» **Problem**
Write the listing below again, word for word.

» **Record excerpts**
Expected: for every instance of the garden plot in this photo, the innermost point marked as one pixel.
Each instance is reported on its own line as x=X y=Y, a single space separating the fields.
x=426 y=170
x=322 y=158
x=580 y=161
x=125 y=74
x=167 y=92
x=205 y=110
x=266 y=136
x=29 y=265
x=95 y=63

» **Your solution**
Expected: for every instance of the garden plot in this photo, the innermost point marked as one pixel.
Each instance is reported on its own line as x=X y=Y, a single space separating the fields.
x=426 y=170
x=322 y=158
x=580 y=161
x=125 y=74
x=167 y=92
x=205 y=110
x=266 y=136
x=29 y=265
x=95 y=63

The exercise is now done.